▸ **TASK TO COMPLETE**
Copy the rows below word for word, starting with the line that contains "Target: raised hand" and going on through the final line of the rows. Leave the pictures out.

▸ **DATA ENTRIES**
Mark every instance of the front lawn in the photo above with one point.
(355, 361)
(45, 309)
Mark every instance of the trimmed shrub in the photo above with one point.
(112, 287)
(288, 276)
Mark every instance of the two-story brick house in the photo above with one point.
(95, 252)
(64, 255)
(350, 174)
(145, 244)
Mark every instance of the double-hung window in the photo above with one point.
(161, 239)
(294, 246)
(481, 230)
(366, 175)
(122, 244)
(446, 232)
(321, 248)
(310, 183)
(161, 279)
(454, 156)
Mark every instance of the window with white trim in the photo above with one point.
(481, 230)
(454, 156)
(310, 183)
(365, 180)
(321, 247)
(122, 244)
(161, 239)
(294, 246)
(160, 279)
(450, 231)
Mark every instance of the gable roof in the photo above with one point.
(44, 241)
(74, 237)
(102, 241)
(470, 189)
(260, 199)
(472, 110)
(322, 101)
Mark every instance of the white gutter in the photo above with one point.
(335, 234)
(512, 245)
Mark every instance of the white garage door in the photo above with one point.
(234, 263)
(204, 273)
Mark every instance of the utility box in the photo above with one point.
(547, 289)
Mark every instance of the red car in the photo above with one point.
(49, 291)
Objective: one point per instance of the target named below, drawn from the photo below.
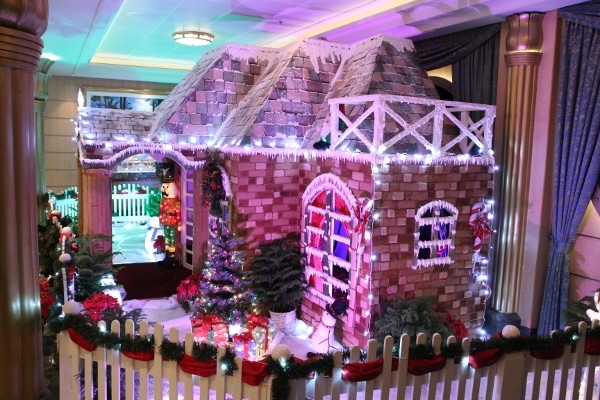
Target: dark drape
(473, 55)
(577, 149)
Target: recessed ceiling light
(193, 38)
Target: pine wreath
(212, 186)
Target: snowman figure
(595, 314)
(322, 339)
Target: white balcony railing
(388, 124)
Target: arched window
(328, 237)
(434, 236)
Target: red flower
(459, 329)
(46, 299)
(188, 288)
(101, 306)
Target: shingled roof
(278, 98)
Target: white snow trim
(294, 154)
(433, 262)
(174, 152)
(436, 204)
(430, 244)
(320, 49)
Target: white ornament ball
(510, 331)
(72, 307)
(281, 352)
(328, 319)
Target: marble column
(522, 58)
(22, 22)
(40, 96)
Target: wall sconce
(193, 38)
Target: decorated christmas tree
(225, 289)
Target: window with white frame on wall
(327, 240)
(434, 236)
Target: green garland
(284, 372)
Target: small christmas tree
(225, 289)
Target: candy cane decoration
(65, 234)
(478, 222)
(362, 211)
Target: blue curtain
(577, 150)
(473, 55)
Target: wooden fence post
(509, 380)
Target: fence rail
(381, 124)
(129, 203)
(514, 376)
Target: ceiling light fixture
(193, 38)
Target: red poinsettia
(188, 288)
(459, 329)
(46, 299)
(101, 306)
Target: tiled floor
(134, 242)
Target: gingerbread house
(348, 145)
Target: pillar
(22, 22)
(40, 96)
(522, 58)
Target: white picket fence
(574, 375)
(128, 204)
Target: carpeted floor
(149, 281)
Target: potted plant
(278, 281)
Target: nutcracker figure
(169, 214)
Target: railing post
(334, 124)
(64, 365)
(378, 124)
(509, 380)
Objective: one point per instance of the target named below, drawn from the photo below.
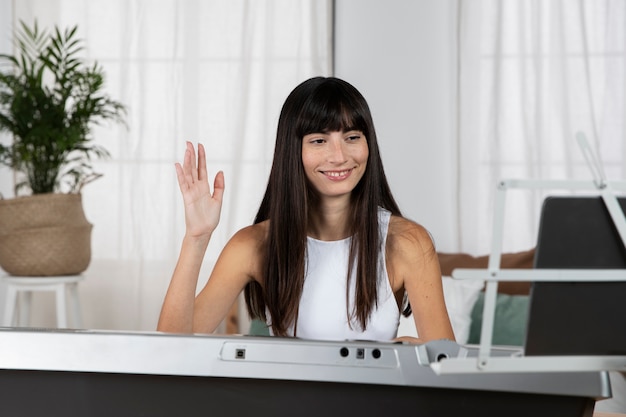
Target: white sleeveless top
(323, 313)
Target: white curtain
(532, 73)
(211, 71)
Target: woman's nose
(337, 151)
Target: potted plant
(50, 99)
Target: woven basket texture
(44, 235)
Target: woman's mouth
(337, 175)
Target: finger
(180, 175)
(218, 186)
(202, 173)
(187, 167)
(193, 165)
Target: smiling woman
(334, 162)
(187, 71)
(329, 255)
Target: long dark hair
(317, 105)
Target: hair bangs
(329, 110)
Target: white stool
(26, 285)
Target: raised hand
(202, 209)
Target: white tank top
(323, 313)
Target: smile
(337, 175)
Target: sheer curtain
(531, 74)
(213, 71)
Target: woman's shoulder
(405, 234)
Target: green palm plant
(49, 101)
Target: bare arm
(202, 213)
(415, 268)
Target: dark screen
(577, 318)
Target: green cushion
(509, 323)
(258, 328)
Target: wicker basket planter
(44, 235)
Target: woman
(329, 255)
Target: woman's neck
(330, 222)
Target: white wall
(400, 55)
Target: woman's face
(334, 162)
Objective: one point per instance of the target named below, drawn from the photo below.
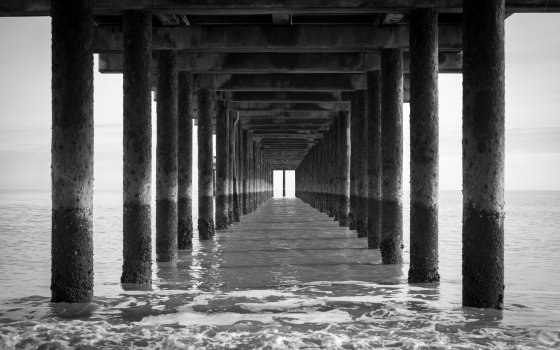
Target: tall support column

▸ **RESULT FOR THIS EXERCISE**
Target: raised hand
(202, 209)
Target: white tank top
(323, 313)
Target: smile
(337, 175)
Target: sheer curtain
(531, 74)
(213, 71)
Target: woman's shoulder
(405, 234)
Target: green palm plant
(49, 101)
Target: bare arm
(202, 213)
(415, 268)
Target: dark screen
(577, 318)
Target: green cushion
(509, 323)
(258, 328)
Target: wicker basket planter
(44, 235)
Target: woman
(329, 255)
Target: woman's neck
(330, 222)
Target: white wall
(400, 55)
Target: woman's face
(334, 162)
Objective: one point per instance of the target named below, drawn from the photo below.
Target: tall support column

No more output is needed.